**Belge bölümü:**
⟨
Şu da emredildi: Yüzünü dine bir Hanif olarak çevir. Sakın müşriklerden olma.
Yunus Suresi 105
Ben bir Hanif olarak yüzümü gökleri ve yeri yaratana döndürdüm. Müşriklerden değilim ben.
Enam Suresi 79
İbrahim ne bir Yahudi idi, ne de bir Hıristiyan. O sadece hanif bir müslümandı. O müşriklerden değildi.
Ali İmran Suresi 67
Şu da kuşkusuz ki, İbrahim başlıbaşına bir ümmetti; bir Hanif olarak Allah'ın önünde eğiliyordu. Müşriklerden değildi.
Nahl Suresi 123
De ki Allah doğrusunu söylemiştir / vaadinde sadıktır.Haydi artık Hanif olarak İbrahim'in Milleti'ne uyun! Müşriklerden değildi o.
⟩
**Verilen kayıtlar:**
⟨
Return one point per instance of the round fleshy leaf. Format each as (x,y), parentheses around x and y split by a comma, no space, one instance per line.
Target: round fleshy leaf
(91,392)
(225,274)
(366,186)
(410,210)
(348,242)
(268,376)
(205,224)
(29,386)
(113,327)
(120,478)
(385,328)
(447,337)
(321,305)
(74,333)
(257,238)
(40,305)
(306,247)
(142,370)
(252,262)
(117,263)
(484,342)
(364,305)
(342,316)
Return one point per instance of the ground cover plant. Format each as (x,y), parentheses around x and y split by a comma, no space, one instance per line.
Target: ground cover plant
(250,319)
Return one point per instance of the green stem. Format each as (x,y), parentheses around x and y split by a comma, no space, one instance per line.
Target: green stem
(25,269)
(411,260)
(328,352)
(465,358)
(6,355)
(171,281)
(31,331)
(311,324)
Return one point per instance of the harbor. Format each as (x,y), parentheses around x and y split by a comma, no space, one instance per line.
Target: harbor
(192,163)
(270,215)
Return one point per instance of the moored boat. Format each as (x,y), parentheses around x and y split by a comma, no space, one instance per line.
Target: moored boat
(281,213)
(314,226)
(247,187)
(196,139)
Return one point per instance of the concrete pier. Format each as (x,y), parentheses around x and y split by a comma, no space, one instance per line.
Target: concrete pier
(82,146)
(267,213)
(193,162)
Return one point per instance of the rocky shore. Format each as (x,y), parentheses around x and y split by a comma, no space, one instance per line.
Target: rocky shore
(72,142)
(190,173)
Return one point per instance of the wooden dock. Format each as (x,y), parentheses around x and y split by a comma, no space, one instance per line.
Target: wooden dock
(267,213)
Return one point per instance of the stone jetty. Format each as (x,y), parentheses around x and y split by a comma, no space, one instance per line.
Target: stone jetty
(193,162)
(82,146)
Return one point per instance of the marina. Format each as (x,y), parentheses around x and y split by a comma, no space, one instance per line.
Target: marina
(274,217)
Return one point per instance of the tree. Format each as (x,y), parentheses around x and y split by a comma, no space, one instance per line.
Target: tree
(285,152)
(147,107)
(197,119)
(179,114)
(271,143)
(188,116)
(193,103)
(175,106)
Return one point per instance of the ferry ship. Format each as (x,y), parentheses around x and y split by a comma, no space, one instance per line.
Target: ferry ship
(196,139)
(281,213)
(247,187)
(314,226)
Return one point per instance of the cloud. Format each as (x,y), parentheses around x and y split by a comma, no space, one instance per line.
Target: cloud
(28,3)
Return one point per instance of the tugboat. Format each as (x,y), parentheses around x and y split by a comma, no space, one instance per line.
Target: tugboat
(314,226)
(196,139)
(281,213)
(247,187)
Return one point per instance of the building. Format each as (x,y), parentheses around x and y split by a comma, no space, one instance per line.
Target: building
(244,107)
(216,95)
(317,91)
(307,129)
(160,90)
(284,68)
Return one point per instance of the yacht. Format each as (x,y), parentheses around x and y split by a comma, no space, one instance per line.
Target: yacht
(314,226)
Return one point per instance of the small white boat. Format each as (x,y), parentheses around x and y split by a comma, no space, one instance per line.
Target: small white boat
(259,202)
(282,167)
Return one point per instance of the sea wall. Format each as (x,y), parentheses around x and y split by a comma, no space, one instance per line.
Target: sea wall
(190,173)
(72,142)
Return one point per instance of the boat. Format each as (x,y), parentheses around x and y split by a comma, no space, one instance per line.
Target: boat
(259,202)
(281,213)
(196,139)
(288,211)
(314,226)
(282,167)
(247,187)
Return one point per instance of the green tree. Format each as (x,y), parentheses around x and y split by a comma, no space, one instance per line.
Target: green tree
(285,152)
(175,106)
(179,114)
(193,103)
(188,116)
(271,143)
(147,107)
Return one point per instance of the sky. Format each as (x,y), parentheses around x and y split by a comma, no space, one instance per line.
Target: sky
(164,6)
⟩
⟨
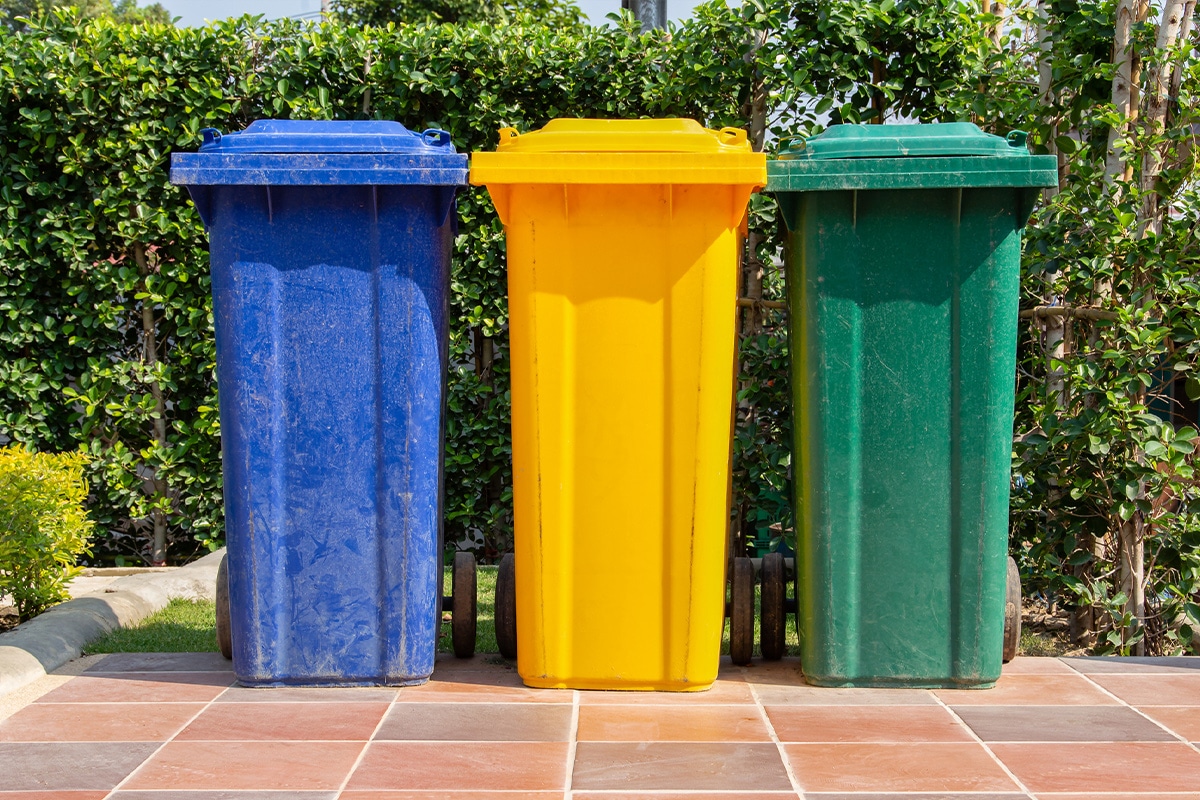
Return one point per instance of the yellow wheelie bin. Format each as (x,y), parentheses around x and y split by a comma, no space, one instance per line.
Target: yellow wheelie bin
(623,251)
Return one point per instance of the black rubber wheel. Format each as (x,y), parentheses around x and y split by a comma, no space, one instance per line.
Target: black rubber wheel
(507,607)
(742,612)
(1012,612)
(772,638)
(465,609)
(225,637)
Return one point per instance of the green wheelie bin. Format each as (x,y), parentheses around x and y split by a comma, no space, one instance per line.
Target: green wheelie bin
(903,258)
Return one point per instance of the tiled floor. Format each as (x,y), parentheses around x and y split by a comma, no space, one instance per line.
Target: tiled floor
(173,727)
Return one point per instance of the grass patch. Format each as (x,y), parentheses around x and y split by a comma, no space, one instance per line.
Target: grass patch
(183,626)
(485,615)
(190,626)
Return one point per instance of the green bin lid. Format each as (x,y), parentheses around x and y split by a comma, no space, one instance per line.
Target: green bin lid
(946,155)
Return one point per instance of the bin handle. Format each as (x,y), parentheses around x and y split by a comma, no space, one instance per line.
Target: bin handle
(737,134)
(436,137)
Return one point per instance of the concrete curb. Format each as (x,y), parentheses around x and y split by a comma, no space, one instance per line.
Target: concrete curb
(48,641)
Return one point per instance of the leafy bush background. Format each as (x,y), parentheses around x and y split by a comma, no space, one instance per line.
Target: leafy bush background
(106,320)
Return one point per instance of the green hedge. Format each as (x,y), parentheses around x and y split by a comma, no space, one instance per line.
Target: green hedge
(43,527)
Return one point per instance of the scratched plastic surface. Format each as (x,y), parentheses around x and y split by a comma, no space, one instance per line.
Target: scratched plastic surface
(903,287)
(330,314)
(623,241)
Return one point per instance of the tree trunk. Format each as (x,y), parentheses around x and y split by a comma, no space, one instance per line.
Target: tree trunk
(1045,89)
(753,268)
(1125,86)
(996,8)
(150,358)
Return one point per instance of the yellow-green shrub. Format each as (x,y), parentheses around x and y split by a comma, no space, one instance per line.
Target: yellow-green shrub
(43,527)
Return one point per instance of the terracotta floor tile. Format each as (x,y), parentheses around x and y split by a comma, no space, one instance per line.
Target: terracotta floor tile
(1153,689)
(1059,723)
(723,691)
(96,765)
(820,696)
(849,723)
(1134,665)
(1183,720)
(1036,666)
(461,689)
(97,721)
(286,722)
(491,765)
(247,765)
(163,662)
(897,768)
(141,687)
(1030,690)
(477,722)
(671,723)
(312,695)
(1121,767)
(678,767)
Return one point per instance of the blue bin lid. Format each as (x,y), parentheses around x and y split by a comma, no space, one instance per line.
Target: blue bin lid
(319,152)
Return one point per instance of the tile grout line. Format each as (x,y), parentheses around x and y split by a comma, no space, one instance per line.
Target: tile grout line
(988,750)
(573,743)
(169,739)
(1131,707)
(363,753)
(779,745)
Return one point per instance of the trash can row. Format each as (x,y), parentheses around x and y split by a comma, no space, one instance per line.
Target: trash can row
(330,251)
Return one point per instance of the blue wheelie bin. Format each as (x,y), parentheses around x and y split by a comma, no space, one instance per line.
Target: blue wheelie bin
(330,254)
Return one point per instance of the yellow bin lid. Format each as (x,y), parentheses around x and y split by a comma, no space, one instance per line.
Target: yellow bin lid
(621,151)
⟩
**Yapılacak işler:**
1. Hanif konulu metinde "Yunus Suresi 105" sözcüklerinin geçtiği yerden başlayıp "O müşriklerden değildi." sözcüklerinden sonra durarak o bölümü birebir alıntılar mısın?
2. Kayıtlardaki satırlardan kaçı "tiled" sözcüğünü içeriyor? Bunları say ve yalnızca sayıyı yaz.

**Sıralı çıktılar:**
1.
Yunus Suresi 105
Ben bir Hanif olarak yüzümü gökleri ve yeri yaratana döndürdüm. Müşriklerden değilim ben.
Enam Suresi 79
İbrahim ne bir Yahudi idi, ne de bir Hıristiyan. O sadece hanif bir müslümandı. O müşriklerden değildi.

2. 2